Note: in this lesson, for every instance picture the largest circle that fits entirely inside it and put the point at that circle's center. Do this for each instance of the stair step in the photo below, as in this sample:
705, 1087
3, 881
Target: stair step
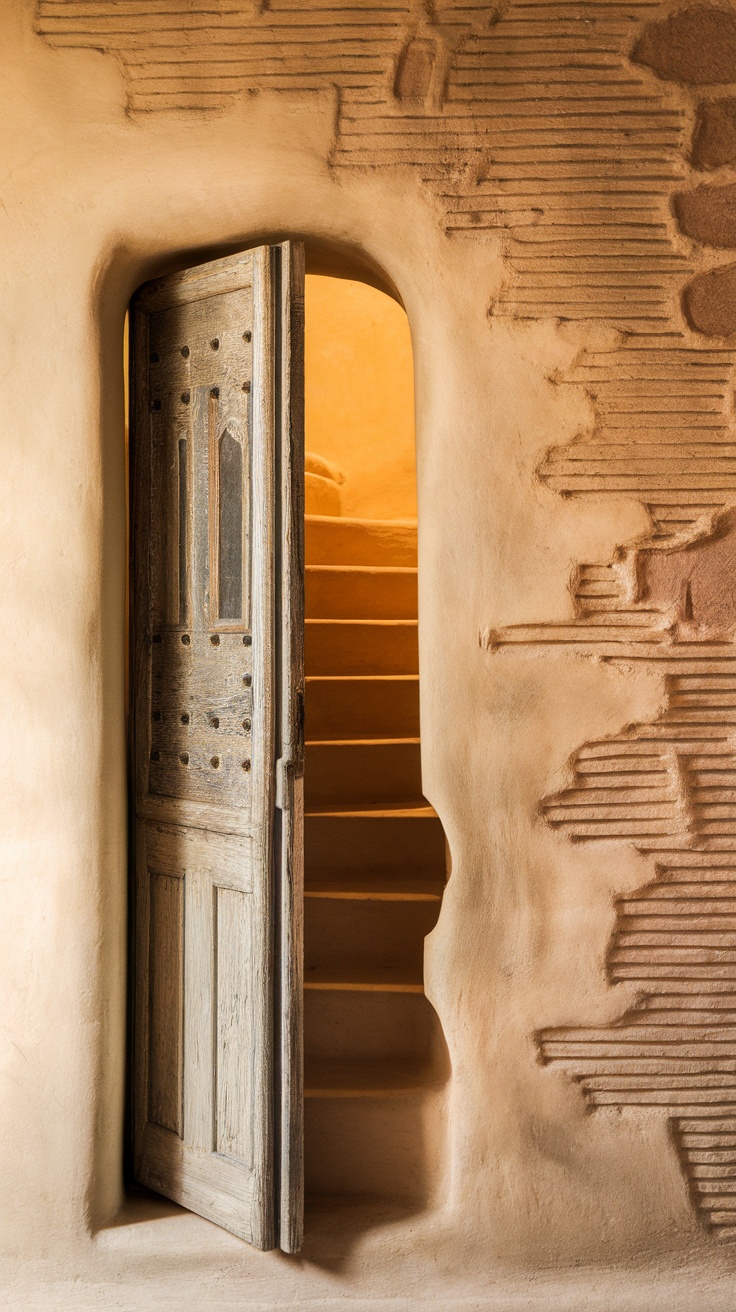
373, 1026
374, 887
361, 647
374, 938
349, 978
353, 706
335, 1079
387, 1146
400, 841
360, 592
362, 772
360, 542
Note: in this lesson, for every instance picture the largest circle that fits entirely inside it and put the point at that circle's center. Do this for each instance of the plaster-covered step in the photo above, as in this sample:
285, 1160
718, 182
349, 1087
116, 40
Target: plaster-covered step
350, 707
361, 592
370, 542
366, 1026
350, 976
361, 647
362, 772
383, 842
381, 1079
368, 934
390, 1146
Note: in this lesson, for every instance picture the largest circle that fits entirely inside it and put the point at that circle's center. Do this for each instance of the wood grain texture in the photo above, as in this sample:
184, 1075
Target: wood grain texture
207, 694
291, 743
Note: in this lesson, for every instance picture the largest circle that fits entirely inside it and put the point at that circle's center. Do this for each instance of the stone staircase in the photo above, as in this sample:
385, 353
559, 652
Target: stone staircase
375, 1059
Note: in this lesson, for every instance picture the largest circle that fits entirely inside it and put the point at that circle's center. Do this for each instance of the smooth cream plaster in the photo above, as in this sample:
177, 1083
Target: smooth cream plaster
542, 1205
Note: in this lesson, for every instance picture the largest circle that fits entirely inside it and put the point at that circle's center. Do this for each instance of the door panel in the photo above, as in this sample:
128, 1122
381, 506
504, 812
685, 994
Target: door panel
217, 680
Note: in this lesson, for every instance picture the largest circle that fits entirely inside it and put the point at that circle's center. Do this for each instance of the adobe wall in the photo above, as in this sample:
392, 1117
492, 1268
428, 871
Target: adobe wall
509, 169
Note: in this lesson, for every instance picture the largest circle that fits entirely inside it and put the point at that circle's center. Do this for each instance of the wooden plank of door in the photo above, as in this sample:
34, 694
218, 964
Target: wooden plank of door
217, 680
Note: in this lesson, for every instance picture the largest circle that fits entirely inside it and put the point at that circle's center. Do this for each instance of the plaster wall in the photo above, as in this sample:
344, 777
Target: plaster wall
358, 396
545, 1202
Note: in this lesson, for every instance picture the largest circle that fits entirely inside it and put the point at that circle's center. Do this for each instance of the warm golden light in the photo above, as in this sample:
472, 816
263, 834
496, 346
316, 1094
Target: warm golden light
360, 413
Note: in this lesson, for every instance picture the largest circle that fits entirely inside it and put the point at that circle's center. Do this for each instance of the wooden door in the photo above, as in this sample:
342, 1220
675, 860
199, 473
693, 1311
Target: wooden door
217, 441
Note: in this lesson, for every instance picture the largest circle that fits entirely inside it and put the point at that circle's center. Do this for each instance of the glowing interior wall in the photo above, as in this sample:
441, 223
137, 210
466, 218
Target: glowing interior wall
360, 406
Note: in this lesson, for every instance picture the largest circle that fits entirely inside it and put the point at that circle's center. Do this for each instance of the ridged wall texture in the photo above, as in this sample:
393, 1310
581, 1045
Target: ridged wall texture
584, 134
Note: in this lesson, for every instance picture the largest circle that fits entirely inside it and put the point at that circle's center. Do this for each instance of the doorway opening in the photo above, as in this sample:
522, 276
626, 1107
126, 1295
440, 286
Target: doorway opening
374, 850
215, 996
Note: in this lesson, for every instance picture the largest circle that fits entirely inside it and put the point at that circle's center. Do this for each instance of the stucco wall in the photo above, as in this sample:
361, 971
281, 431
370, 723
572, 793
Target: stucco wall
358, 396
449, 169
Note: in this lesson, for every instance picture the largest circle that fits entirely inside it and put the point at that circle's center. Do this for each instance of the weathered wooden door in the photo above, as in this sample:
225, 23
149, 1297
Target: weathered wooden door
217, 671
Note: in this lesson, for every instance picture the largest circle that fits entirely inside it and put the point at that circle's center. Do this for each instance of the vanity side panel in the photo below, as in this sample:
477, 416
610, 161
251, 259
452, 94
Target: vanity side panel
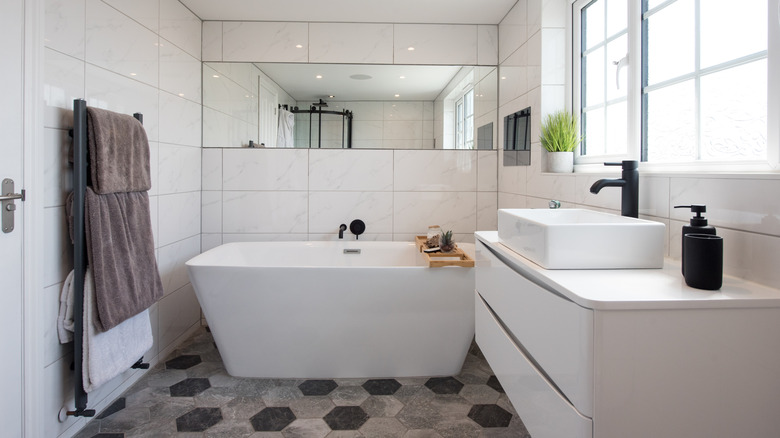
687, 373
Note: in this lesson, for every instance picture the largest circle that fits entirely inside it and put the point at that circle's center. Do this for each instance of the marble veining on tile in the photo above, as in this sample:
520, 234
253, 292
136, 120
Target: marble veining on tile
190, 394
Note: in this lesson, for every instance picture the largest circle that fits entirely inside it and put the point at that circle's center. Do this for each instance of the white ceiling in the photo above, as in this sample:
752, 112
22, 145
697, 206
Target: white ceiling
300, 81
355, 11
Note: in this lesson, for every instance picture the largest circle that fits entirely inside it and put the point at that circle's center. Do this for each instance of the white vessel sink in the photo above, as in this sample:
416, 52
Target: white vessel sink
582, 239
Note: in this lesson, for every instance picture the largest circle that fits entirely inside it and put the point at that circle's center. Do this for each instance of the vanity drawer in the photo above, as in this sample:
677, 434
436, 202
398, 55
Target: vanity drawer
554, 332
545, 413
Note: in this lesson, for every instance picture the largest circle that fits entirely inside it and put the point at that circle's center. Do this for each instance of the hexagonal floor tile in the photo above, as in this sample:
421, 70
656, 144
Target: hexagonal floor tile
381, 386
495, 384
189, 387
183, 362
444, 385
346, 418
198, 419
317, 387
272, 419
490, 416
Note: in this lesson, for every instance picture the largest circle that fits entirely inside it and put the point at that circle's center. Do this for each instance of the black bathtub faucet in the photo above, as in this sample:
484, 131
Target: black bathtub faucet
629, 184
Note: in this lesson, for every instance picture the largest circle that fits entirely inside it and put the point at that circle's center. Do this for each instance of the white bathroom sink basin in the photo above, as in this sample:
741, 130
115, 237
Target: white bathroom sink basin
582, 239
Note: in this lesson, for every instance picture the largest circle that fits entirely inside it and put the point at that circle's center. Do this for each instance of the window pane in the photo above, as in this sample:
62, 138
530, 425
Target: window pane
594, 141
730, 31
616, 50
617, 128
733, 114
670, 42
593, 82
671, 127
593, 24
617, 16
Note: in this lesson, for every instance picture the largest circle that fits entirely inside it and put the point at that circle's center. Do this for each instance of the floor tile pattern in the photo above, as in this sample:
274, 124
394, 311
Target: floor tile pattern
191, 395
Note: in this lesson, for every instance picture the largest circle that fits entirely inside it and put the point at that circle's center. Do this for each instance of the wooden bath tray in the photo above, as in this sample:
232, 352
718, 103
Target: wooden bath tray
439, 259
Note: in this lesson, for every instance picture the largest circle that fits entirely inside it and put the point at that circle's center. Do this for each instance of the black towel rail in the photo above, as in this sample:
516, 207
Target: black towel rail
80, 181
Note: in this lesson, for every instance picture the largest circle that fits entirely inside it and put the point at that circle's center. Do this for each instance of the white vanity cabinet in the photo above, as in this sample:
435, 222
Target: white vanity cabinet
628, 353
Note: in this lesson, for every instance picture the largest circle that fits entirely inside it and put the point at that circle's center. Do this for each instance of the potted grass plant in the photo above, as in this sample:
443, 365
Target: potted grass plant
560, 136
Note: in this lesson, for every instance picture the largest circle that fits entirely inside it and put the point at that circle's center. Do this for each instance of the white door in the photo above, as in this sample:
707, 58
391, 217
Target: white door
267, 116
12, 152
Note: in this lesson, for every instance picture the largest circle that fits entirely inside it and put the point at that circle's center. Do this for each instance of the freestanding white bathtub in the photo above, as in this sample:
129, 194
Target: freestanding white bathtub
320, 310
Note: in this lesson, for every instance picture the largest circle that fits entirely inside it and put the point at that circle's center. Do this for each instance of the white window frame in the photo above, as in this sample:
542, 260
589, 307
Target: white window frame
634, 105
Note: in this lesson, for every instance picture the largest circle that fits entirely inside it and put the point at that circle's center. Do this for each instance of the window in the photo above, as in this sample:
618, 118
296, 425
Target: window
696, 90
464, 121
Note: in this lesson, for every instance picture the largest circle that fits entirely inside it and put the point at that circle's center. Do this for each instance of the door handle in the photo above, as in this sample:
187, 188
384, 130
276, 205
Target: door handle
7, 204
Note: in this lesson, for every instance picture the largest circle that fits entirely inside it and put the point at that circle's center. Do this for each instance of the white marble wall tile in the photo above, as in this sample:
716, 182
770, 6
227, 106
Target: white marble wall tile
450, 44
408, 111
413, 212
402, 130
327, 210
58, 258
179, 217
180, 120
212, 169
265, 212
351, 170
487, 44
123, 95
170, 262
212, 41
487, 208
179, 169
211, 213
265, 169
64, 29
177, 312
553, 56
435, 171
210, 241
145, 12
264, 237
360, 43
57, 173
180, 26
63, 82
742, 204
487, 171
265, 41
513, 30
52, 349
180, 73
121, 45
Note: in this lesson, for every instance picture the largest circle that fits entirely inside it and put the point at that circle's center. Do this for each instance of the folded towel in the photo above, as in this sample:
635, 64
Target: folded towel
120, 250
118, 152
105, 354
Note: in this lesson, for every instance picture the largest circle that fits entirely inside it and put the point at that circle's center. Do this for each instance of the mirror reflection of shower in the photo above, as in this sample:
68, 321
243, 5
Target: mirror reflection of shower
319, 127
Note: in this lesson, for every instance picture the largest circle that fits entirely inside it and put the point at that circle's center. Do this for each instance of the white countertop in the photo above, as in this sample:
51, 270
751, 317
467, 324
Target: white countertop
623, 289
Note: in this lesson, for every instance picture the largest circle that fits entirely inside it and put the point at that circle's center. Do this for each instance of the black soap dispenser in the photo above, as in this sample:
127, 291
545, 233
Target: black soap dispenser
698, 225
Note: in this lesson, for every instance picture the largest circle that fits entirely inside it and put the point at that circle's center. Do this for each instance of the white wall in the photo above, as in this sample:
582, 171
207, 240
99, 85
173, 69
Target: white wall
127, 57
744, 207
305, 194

▶ [Objective]: Give the lines from the one containing "of the folded" through the end of the entries again, exactly as written and with no other lines.

▶ [Answer]:
Note: in this lesson, for every instance picture the largest circle that fits entirely inside it and put the point at that circle's center. Do this for each instance of the folded towel in the photo above, as in this sample:
635, 64
Target: folded towel
120, 250
118, 152
105, 354
Note: in this lesson, for every instance picture the largest circle that fits entirely inside it and put the point at that circle's center. Do this for each instance of the mirror reflection of shower in the photo above, as in this sample:
68, 321
243, 5
Target: mirror reflection of shower
319, 127
Note: in this lesson, for every instance picture the largest circle that fits entirely inside it and put the point at that circle's center. Do this for each instance of the white countertop in the photo above, as in this sample:
51, 270
751, 317
467, 324
Target: white countertop
623, 289
Note: in this lesson, for every instance picture the largest circle that fits entirely inside it and put the point at that circle's center. Do this for each instance of the black soap dispenser in the photo above, as in this sample:
127, 291
545, 233
Target: black soap dispenser
698, 225
Note: in this lesson, for every instance picture the largest circle that fits entirely inside it and put the point at that circle's center. Do this for each instance of the white wall in the photo above, as in this sample:
582, 171
207, 240
99, 85
173, 69
Target: white wall
127, 57
744, 207
305, 194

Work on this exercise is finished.